> WHAT TO DO
Copy the entries below, replacing "house with blue roof" with "building with red roof" wherever it occurs and leaving everything else unchanged.

> PROVIDED RECORDS

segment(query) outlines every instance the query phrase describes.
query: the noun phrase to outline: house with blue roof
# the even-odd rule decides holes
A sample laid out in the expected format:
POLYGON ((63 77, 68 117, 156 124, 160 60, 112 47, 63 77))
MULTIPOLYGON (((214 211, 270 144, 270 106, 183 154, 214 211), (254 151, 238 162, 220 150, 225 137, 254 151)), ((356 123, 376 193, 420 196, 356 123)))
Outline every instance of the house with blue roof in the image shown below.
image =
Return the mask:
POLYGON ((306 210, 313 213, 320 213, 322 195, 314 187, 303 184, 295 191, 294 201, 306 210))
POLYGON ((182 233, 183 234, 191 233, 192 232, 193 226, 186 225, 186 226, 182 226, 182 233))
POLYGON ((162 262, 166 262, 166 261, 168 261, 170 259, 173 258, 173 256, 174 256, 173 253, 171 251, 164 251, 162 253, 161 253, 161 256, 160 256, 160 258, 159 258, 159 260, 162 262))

> ANSWER BELOW
segment(query) outlines every instance the query phrase describes.
query: the noun phrase to outline: building with red roof
# the even-odd rule decides holes
A sample laid out in the expected format:
POLYGON ((63 77, 68 117, 156 124, 160 60, 112 47, 63 77))
MULTIPOLYGON (((214 211, 270 144, 270 106, 183 154, 214 211), (254 151, 238 162, 220 150, 225 137, 254 151)), ((356 123, 376 193, 420 196, 356 123)))
Outline every instance of the building with red roof in the image shown below.
image =
Return the mask:
POLYGON ((306 210, 313 213, 320 213, 322 195, 314 187, 303 184, 295 191, 294 201, 306 210))
POLYGON ((182 233, 183 234, 191 233, 192 232, 193 226, 186 225, 186 226, 182 226, 182 233))
POLYGON ((162 262, 166 262, 166 261, 168 261, 170 259, 173 258, 173 256, 174 256, 173 253, 171 251, 164 251, 162 253, 161 253, 161 256, 160 256, 160 258, 159 258, 159 260, 162 262))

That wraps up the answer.